Input rows:
****************

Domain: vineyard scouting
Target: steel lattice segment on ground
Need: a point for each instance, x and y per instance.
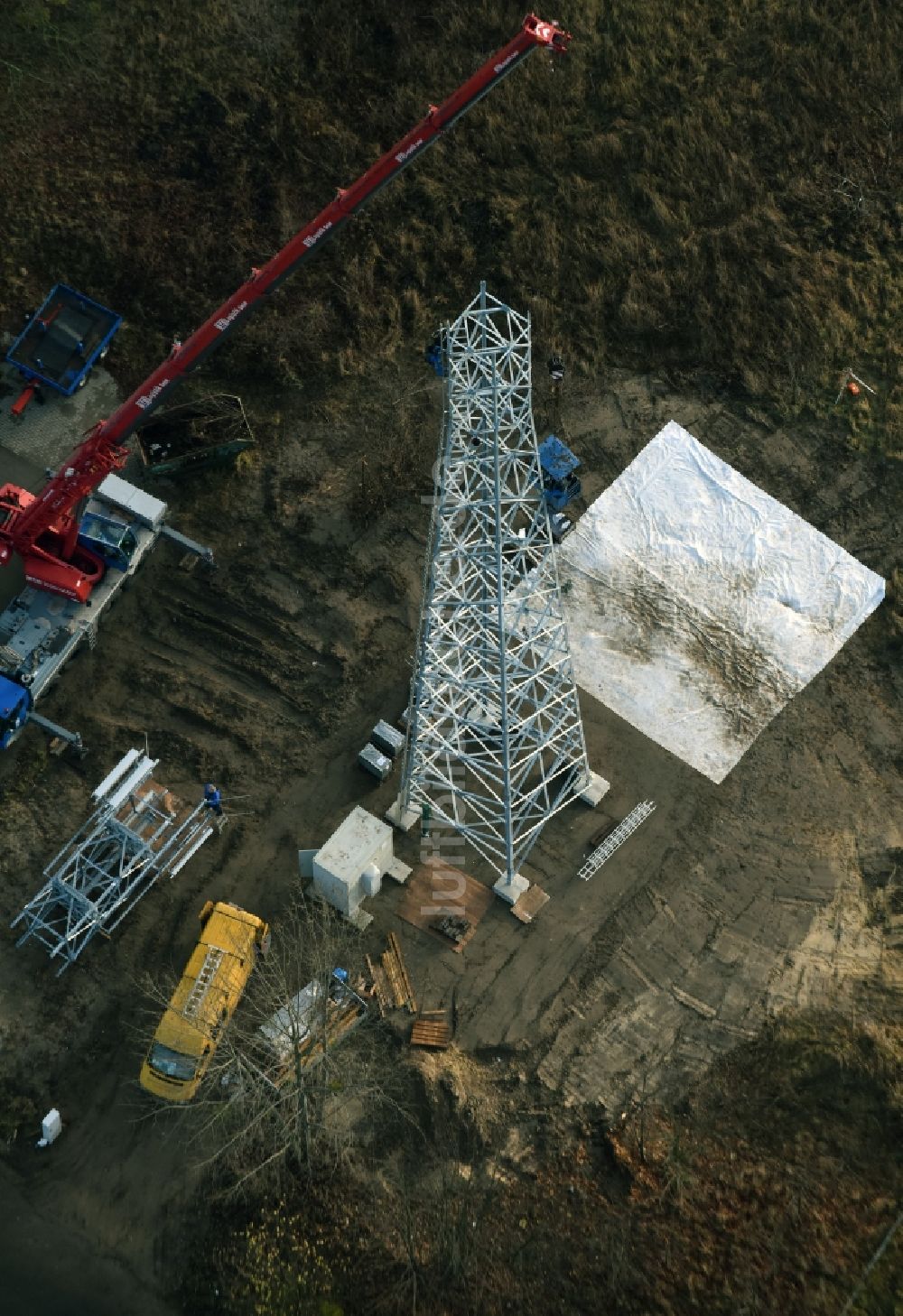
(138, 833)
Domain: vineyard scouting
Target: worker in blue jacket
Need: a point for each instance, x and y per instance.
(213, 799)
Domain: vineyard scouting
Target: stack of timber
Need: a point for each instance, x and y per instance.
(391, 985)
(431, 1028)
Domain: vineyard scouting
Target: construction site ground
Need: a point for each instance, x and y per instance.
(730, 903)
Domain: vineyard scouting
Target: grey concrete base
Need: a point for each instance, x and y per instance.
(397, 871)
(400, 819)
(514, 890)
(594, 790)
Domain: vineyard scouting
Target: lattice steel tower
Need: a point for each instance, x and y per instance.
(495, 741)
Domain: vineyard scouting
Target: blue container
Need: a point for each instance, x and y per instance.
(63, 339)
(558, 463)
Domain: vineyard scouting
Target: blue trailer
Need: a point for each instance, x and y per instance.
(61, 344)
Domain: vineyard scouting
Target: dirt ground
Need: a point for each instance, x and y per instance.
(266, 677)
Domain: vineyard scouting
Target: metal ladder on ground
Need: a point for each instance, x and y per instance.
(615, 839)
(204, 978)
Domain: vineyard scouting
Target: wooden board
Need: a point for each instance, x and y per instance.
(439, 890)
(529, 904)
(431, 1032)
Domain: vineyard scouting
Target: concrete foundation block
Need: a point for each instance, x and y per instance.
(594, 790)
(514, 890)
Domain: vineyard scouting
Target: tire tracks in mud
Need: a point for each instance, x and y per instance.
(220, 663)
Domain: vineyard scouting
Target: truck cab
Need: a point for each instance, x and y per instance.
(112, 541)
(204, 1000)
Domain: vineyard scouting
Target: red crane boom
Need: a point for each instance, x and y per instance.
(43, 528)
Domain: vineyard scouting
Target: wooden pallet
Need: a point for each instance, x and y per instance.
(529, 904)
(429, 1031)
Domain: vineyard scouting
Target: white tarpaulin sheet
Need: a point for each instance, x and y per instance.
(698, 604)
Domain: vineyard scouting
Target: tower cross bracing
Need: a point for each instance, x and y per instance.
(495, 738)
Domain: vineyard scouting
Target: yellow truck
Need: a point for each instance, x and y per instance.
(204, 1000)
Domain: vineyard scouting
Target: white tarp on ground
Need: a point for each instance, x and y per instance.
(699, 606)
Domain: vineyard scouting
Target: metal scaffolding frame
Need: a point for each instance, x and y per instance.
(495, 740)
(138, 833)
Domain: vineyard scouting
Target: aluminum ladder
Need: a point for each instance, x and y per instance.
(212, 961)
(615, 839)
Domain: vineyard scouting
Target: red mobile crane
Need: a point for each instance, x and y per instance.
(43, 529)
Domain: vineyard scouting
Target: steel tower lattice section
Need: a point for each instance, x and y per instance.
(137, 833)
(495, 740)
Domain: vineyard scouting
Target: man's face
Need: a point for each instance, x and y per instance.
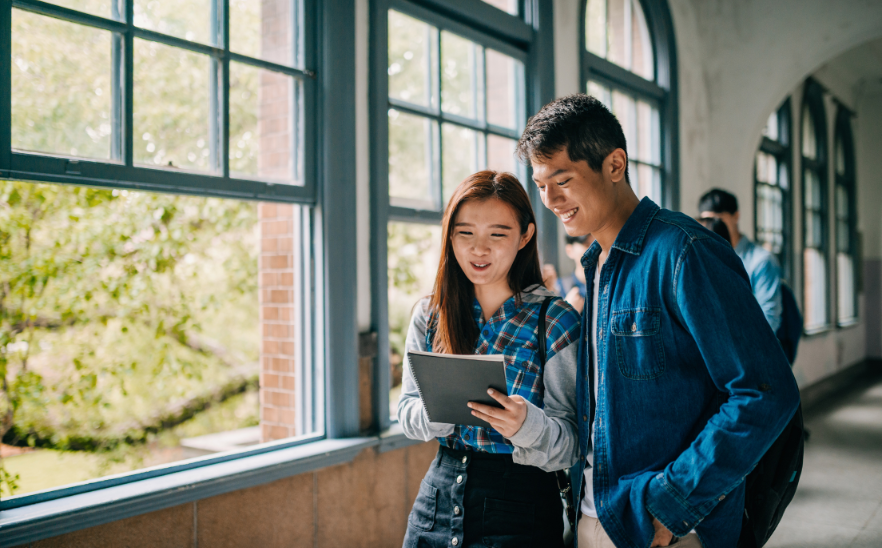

****************

All of the material above is to be copied exactly, except for its images.

Domain: vineyard scouting
Target: steel lattice segment on ground
Need: a point for each instance, x and y per instance.
(138, 833)
Domain: vineyard scouting
Target: worker in blue jacket
Need: a point for each instance, x and y per instance.
(213, 799)
Domain: vineyard scouting
Target: stack of timber
Need: a point for each instance, x and y per instance.
(391, 985)
(431, 1028)
Domain: vineyard scouting
Target: construction site ground
Need: a point for each instance, x and y per instance.
(730, 903)
Domain: vineyard scouting
Target: grey concrete base
Need: a point for each instance, x and y per instance.
(397, 871)
(400, 819)
(514, 890)
(594, 790)
Domain: vineyard scouting
Target: lattice steel tower
Need: a point for each instance, x and y per instance.
(495, 741)
Domain: vineyard scouting
Target: blue container
Need: a point for each instance, x and y per instance.
(63, 339)
(558, 463)
Domain: vineyard scouting
Target: blue trailer
Need: a point for each instance, x and y per instance.
(61, 344)
Domain: vineyard scouting
Target: dirt ground
Need: a point for each instance, x and y per instance.
(266, 677)
Domain: vineyard scouting
Target: metal ladder on ground
Need: a point for each instance, x and y per instance.
(615, 839)
(204, 978)
Domain: vineyard scouting
Target: wooden board
Need: a point for each instance, x and y per instance.
(439, 890)
(529, 904)
(431, 1032)
Domain: vineyard scouting
Target: concrete foundation block
Need: a point for each instance, x and y per instance.
(594, 790)
(514, 890)
Domain: vineyard scouting
Target: tire tracks in mud
Need: a point for each instance, x and y per instance.
(220, 663)
Domain: vineyard scouting
Target: truck cab
Need: a point for each instance, x and y per instance.
(112, 541)
(204, 1000)
Domain: vineyard scouting
Target: red crane boom
Need: a point for each instance, x and y per instance.
(43, 528)
Domain: vineyard scouting
Target: wooden pallet
Need: a point for each instance, x and y per instance.
(529, 904)
(429, 1031)
Domain: vineyard scouting
Target: white tarpaulin sheet
Need: a point for each instance, x and y per instance.
(698, 604)
Domain: vineyard scouting
Target: tower cross bracing
Need: a point for each instance, x and y per instance.
(495, 738)
Domain: vineyard scouting
Target: yellow truck
Need: a point for each instance, x and y per instance.
(204, 1000)
Domain: vineyard scouting
Target: white tarp on ground
Need: a point for each instance, x and y per instance.
(699, 606)
Domain: vineyard scouting
Target: metal scaffolding frame
Need: a point for each instance, x and y per instance.
(495, 740)
(138, 833)
Domain: vineyard scouting
Target: aluminum ladder
Need: a point for each instance, x and y per instance.
(212, 961)
(615, 839)
Domain: vineyard scouting
Target: red mobile crane
Need: a point for each instance, x and y per instance.
(43, 529)
Domain: vineyard scouting
Target: steel tower lattice section
Need: a point for each instance, x and y per instance.
(137, 833)
(495, 740)
Domain: vineyard scouting
Target: man's face
Need: a point for each instance, x and y per instance.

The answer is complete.